BEGIN Page excerpt

Kansas' education board has decided that its students should be taught about intelligent design, an alternative `theory' to evolution. Here's a posting from Slashdot (http://science.slashdot.org/science/05/11/08/2338233.shtml?tid=123&tid=14) which describes exactly how I feel about this:



Re:You are only hurting yourself you know.... (Score:4, Insightful)

by Decaff (42676) on Tuesday November 08, @10:15PM (#13985193)

Interesting comment--considering that they are teaching Intelligent Design alongside Evolutionary Theory. Your comment seems to indicate that, by teaching ONLY Evolution, that's how we develop Independent Thinking? Tell one side of a story? Somehow, that seems more like indoctrination to me.

You are missing the point. These classes are supposed to be science lessons, not philosophy or religion. There are plenty of alternatives ideas to evolution that can be discussed in biology classes, such as the ideas that fossils aren't old and the Earth was created recently. These areas are testable, and examining the data that suggests they are false can be highly educational - students learn about rock strata and radioactive dating.

END Page excerpt
BEGIN Available data

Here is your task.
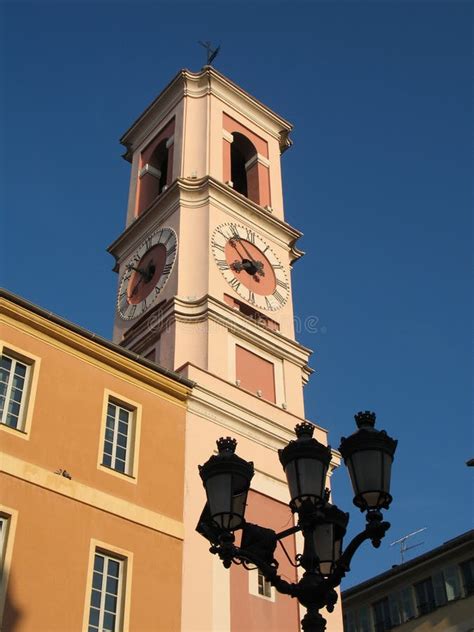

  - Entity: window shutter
[401,587,415,622]
[388,594,402,625]
[443,566,461,601]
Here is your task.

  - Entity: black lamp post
[197,412,397,632]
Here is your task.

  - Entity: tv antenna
[198,41,221,66]
[390,527,428,564]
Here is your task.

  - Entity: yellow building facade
[0,292,192,632]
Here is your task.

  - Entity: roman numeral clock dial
[117,228,178,320]
[211,223,290,311]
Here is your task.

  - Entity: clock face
[211,223,290,311]
[117,228,178,320]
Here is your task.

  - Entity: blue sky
[1,1,474,587]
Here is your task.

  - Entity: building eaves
[341,529,474,599]
[0,288,195,388]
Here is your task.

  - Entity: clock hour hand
[127,264,147,278]
[130,276,144,296]
[230,237,265,278]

END Available data

[Parts of the exercise]
A: From the excerpt on Kansas and intelligent design, reproduce word for word the part that opens with the words containing "Kansas' education board" and closes with "know.... (Score:4, Insightful)".
B: Translate this sentence from the excerpt on Kansas and intelligent design into Spanish: "These classes are supposed to be science lessons, not philosophy or religion."

[Your responses]
A:
Kansas' education board has decided that its students should be taught about intelligent design, an alternative `theory' to evolution. Here's a posting from Slashdot (http://science.slashdot.org/science/05/11/08/2338233.shtml?tid=123&tid=14) which describes exactly how I feel about this:



Re:You are only hurting yourself you know.... (Score:4, Insightful)

B: Se supone que estas clases son lecciones de ciencia, no de filosofía ni de religión.